▶ **Task brief**
Exclude the pictures and reproduce the remaining data exactly as written.

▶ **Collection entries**
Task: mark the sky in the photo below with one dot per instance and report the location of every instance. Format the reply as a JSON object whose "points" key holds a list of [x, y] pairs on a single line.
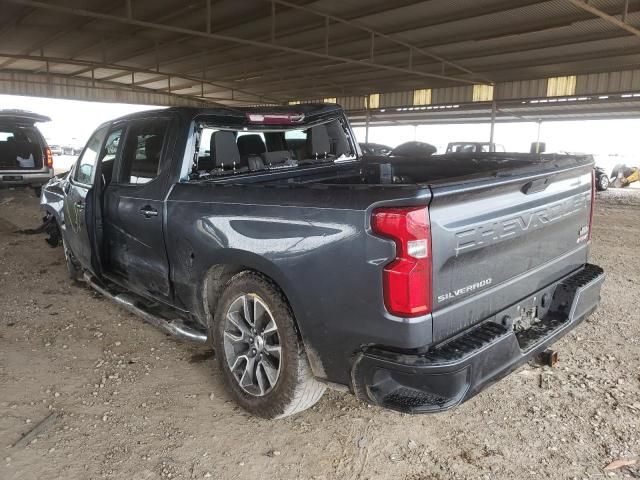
{"points": [[611, 141], [72, 121]]}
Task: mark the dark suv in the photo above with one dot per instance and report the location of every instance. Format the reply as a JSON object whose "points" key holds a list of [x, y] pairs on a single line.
{"points": [[25, 158]]}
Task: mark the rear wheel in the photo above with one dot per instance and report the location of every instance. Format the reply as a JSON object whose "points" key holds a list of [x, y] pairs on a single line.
{"points": [[259, 352]]}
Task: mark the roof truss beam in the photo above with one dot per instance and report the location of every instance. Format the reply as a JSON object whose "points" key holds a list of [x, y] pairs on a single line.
{"points": [[228, 38], [621, 23]]}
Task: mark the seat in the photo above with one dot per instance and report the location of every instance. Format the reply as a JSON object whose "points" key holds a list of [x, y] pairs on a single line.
{"points": [[145, 170], [224, 150], [319, 141], [251, 144]]}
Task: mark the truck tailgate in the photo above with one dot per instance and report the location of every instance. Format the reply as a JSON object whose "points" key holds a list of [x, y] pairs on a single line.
{"points": [[496, 240]]}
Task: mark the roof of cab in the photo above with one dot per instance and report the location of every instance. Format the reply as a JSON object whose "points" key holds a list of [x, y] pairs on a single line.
{"points": [[22, 117], [310, 110]]}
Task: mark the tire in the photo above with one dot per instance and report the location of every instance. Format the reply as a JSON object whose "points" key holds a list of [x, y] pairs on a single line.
{"points": [[603, 183], [262, 359], [73, 266]]}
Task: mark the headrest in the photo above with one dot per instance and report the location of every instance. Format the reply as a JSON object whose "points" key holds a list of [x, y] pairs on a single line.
{"points": [[320, 143], [223, 148], [152, 147], [251, 144]]}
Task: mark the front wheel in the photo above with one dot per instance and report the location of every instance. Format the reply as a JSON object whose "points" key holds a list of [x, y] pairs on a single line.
{"points": [[73, 266], [263, 363]]}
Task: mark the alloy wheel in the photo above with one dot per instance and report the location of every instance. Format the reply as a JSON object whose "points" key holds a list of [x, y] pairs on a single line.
{"points": [[252, 345]]}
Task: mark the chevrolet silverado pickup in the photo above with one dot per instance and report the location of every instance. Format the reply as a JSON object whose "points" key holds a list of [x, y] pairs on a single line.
{"points": [[411, 282]]}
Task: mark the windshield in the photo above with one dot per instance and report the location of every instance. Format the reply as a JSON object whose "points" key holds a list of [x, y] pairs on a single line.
{"points": [[225, 151]]}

▶ **Solution**
Task: mark the sky in the photo below with one dot per instance and report the location of every instance. Format the reply as a JSON object whose "points" key holds a list of [x, y] pairs on a single line.
{"points": [[611, 141], [72, 121]]}
Task: mark the dark suv in the photo above with one dot per instance and report the location of every instance. Format the reply as a JSON object whose "points" key holds a list of [x, y] pairs on a single line.
{"points": [[25, 158]]}
Task: mark the rear wheel in the photo above with one dot per instance and report the location of every instance. Format the reply as a JSON object whose "points" key holds a list of [x, y] pairs on a single line.
{"points": [[259, 352]]}
Task: mark the roof truss beam in the photo above with one dot per instance and report the location of every instance. Format the reply as a JSON object whose "points" key holds a list of [x, y] pairs on a single line.
{"points": [[228, 38], [621, 23]]}
Task: mark the seat in the photo above with one dot per instance and report the location of every instance. Format the reply as a JSON object whose "points" key holds a list of [x, y] pairs on a single line.
{"points": [[145, 170], [224, 150], [319, 141], [251, 144]]}
Task: mark the truck tailgate in the photo above with one dot per instance and report the location of every instance. Format the reply as a JSON object whose "points" key holds a list of [x, y] pairs on a single line.
{"points": [[496, 240]]}
Task: mark the roof of cab in the photo above with one dot per instance and report the location of every instance. Format the reply as a JSON object whose "points" key holds a list of [x, y] pairs on a single line.
{"points": [[22, 117], [310, 110]]}
Task: mark the tire in the photo above with one dot per instance and report the location of every instance. Format the reply as a JSON object whose "points" key holds a list of [x, y] pairs on a single line.
{"points": [[603, 183], [262, 359], [73, 266]]}
Task: mark the headrest in the photo above with one dot per instance and report the location of every instance. Format the reply as a JSON object whose "points" key holds a list of [x, y] pairs on a single line.
{"points": [[320, 143], [223, 148], [152, 147], [251, 144]]}
Task: mark the front wheel in the photo above with one dot per instance and report the location of every instance. Format the reply as a JSON object whose "points" key holds a list of [x, y] pairs on a single line.
{"points": [[73, 266], [263, 363]]}
Task: mark the alloy wheel in the photo above with one dot per instance and report the location of every instance. Format the reply as a JSON object whose "points" key holds a list of [x, y] pairs on a single line.
{"points": [[252, 345]]}
Task: mark the chevrolet silverado pickup in the photo above with one dot per instance and report the location of every instance. Format the reply as a JSON object whose "points" key holds a list of [x, y] pairs on a single line.
{"points": [[411, 282]]}
Task: mark the windshield in the photo above with one dot per instance and report the location of every instance. Format the reply as a JSON object whose "points" key holds a list of [x, y] pairs on a single line.
{"points": [[225, 151]]}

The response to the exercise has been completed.